== SELECTED TEXT ==
# Dehn surgery along primitive knot in 3-dimensional handlebody

I'm studying the article "An alternative proof of Lickorish–Wallace theorem" (doi link) and I got stuck in a problem.

Let $$H_g$$ be a 3 dimensional handlebody of genus $$g$$, a primate curve in $$H_g$$ is a knot in $$\partial H_g$$ that intersects an essential disk of $$H_g$$ in a single point. Let $$c$$ be a primitive curve, pushing $$c$$ in the interior of $$H_g$$ we obtain the knot $$c'$$. Now consider a spanning annulus $$A$$ in $$H_g \setminus \eta(c')$$ with $$c \subset \partial A$$, and the other boundary component of $$A$$ is called $$c''$$ and lies in $$\partial \eta(c')$$. How can I prove that if I perform a surgery on $$c'$$ along $$c''$$ I obtain a genus $$g$$ handlebody?

According to my notations, a surgery on $$c'$$ along $$c''$$ means glueing the meridian $$\{x\} \times \partial D^2 \subset S^1 \times D^2$$ on $$c''$$.

== THE DATA ==
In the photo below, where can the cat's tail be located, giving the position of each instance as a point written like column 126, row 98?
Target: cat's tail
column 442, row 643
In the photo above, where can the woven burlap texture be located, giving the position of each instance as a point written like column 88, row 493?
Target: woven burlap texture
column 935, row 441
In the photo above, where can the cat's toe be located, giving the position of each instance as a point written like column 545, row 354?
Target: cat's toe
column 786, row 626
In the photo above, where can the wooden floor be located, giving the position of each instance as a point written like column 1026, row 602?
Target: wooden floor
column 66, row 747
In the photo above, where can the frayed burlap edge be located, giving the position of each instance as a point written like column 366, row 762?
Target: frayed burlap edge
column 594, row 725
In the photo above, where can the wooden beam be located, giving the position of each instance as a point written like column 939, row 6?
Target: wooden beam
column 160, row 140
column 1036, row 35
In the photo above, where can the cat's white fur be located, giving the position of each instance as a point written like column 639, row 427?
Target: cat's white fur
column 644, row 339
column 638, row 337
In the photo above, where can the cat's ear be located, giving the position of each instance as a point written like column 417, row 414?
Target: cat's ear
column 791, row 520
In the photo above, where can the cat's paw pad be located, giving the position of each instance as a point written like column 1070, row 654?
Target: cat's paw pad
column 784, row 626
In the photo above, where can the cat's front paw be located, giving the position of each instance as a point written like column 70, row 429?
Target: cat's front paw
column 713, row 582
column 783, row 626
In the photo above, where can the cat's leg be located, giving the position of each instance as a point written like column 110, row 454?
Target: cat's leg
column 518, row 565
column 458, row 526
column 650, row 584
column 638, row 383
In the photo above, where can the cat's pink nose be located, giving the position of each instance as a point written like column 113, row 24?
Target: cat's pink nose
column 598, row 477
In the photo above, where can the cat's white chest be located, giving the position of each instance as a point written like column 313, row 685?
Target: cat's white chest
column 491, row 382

== USING THE INFORMATION ==
- 1) Answer these questions about the forum post on Dehn surgery in a handlebody:
(a) What is the title of the article the poster is studying?
(b) How is the knot c' obtained from the primitive curve c?
(c) In the poster's notation, what does a surgery on c' along c'' mean?
- 2) Write what comes next in the forum post on Dehn surgery in a handlebody, picking up after its final sentence.

== SOLVED TASKS ==
- 1)
(a) "An alternative proof of Lickorish–Wallace theorem."
(b) It is obtained by pushing c into the interior of H_g.
(c) It means gluing the meridian {x} × ∂D² ⊂ S¹ × D² onto c''.

- 2)
I found a similar question (Dehn surgery on handlebody), the answers (in particular the one by Ian Agol) seems to confirm that my statement is true, but there are no details.

Since $$c\subset H_g$$ intersects an essential disc $$D$$ in a single point, the boundary of a regular neighbourhood of $$D\cup c$$ is another disc $$D'$$, which splits $$H_g$$ into a solid torus containing $$D\cup c$$ and the rest. You can forget about the rest (this is a $$\partial$$-connected sum) and consider the solid torus alone. Here, if you push $$c$$ inside the solid torus, the complement will be diffeomorphic to $$T \times [0,1]$$ for a torus $$T$$, hence any Dehn surgery on one component will give you a solid torus back.